_Task instructions_.
Could you format only the lines of the listing below as a JSON list of strings, one string per line and blank lines omitted, beginning at the line that has "In this exercise you will locate the blue" and stopping after the line that has "point(213, 101)"?

_Data supplied_.
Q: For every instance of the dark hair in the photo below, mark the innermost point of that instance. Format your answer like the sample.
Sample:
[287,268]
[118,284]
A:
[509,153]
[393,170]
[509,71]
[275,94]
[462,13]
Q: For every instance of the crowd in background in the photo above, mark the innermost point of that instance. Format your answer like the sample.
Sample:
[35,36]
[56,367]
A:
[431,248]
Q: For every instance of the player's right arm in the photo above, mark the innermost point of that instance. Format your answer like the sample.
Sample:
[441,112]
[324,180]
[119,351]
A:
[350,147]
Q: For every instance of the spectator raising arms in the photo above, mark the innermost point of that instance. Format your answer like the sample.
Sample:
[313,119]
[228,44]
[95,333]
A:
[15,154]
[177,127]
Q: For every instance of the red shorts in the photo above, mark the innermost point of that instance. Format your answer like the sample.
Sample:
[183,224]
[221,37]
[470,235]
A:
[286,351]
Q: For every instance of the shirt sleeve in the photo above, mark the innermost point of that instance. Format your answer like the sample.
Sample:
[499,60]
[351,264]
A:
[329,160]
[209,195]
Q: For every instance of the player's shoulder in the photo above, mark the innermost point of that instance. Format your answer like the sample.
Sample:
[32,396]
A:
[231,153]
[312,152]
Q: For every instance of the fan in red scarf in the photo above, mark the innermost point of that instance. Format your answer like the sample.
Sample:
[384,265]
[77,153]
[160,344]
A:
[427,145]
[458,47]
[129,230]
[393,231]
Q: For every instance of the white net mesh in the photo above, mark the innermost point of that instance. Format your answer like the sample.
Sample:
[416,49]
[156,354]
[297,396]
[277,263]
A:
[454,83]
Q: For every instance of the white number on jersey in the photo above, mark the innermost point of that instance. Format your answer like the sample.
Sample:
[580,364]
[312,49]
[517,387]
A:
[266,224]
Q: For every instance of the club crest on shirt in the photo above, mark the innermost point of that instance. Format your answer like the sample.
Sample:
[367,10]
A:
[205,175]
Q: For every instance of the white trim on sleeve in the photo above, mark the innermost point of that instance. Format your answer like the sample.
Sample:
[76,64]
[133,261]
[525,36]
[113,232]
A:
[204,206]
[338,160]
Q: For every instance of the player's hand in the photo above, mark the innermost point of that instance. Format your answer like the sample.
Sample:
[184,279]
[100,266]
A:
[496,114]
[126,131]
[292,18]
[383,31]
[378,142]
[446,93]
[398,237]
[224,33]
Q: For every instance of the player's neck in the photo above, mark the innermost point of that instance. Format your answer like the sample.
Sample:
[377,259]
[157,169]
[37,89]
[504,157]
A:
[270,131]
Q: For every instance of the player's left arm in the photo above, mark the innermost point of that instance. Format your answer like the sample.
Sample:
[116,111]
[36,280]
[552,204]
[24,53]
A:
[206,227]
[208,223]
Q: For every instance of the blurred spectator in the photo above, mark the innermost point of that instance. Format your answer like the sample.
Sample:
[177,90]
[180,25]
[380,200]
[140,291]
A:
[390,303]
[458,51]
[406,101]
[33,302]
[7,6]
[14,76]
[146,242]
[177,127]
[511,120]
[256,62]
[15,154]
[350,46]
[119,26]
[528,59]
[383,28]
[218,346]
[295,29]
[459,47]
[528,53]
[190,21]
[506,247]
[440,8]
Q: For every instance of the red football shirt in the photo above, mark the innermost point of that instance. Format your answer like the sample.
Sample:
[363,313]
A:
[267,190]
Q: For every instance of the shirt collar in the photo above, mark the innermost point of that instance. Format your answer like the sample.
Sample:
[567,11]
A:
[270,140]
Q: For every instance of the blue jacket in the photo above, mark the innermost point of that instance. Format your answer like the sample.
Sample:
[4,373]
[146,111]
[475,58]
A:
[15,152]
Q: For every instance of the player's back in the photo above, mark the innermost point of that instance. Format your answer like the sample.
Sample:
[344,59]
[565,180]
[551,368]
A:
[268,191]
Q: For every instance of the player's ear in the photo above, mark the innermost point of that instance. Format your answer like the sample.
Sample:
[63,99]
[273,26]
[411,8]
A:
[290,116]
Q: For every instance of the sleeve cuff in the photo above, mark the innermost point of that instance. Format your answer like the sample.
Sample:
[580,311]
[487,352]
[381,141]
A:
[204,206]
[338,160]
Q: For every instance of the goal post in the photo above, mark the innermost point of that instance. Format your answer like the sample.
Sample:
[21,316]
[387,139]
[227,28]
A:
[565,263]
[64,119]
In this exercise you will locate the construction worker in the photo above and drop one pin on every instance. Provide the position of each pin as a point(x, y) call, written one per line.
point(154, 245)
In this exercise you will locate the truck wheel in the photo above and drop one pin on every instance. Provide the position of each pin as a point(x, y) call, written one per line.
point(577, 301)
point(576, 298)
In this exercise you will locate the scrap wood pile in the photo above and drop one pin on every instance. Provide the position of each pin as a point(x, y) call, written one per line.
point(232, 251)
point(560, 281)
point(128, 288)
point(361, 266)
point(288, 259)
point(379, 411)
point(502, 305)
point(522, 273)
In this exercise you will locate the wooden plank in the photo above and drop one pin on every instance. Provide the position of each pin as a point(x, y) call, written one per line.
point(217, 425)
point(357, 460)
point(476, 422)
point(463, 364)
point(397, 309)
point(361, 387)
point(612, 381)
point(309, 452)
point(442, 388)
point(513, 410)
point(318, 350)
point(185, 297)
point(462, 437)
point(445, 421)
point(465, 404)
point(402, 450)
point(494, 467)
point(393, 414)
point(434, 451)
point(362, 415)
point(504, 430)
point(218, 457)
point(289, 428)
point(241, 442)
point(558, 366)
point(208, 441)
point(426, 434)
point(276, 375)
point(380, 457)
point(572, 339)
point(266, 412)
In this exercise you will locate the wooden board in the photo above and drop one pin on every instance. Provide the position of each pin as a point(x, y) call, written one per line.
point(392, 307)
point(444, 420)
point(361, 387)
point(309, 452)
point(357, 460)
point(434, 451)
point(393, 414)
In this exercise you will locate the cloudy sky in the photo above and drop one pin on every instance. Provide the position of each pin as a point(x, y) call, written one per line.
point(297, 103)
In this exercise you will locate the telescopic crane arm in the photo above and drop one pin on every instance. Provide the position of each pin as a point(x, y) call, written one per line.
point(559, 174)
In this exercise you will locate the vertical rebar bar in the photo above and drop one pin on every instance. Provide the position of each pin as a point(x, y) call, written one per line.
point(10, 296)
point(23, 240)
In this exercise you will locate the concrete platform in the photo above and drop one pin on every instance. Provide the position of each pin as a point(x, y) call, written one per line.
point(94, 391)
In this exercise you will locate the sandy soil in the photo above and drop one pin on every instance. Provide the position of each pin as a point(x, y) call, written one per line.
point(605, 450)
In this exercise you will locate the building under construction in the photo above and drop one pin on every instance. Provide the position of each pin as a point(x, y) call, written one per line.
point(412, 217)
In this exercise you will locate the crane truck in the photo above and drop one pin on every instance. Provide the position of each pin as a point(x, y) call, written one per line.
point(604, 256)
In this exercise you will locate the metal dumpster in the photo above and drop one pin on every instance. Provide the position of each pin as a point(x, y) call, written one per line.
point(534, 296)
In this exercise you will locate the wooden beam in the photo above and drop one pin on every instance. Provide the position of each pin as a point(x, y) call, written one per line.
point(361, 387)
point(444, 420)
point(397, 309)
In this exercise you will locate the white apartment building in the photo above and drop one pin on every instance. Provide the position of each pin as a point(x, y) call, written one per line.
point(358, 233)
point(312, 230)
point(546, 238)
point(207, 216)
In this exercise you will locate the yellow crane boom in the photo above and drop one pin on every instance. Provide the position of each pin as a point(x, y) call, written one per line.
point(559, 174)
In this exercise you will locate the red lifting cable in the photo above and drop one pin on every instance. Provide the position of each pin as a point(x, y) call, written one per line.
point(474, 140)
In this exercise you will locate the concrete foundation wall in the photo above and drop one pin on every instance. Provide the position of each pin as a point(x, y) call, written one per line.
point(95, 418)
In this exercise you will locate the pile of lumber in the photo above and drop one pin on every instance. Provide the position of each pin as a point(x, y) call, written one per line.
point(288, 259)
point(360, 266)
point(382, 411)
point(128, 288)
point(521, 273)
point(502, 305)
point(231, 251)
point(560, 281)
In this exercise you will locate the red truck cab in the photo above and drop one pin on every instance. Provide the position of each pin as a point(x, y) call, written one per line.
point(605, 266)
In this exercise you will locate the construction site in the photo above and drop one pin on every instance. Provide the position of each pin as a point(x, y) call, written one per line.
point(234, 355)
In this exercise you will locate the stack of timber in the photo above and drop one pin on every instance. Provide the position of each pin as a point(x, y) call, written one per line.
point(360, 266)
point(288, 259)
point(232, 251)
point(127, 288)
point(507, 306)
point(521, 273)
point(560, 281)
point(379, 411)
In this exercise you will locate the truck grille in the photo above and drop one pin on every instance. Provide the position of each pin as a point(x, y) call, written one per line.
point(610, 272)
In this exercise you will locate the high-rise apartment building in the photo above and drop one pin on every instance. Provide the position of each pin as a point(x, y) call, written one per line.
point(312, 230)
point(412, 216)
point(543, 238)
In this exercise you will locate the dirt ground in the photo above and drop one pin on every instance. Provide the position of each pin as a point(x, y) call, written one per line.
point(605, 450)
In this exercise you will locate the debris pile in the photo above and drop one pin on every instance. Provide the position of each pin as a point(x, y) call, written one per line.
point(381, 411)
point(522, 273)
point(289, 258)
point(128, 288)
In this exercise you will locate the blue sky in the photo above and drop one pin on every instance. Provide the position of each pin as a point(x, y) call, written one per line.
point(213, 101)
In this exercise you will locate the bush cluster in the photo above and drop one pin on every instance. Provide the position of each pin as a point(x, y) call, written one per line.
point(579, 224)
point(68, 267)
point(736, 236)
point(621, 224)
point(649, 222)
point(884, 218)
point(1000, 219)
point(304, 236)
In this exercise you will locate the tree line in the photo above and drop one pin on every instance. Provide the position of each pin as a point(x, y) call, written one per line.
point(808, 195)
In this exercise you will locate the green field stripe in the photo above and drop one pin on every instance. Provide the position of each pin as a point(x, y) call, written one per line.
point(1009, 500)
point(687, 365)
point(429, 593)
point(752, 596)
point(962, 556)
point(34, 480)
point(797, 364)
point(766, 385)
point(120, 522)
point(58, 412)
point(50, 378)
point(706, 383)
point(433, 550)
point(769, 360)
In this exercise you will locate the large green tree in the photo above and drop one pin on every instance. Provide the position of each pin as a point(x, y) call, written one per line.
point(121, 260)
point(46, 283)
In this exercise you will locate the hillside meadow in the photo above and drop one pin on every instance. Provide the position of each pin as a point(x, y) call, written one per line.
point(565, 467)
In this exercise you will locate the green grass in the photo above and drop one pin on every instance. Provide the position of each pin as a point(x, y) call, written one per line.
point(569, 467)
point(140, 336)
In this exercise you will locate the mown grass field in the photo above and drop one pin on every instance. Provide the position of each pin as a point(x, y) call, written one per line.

_Exercise result_.
[
  "In this exercise you will locate the blue sky in the photo above and drop one pin on every instance. Provide the position of each pin as a point(x, y) call, written one per line.",
  "point(213, 101)"
]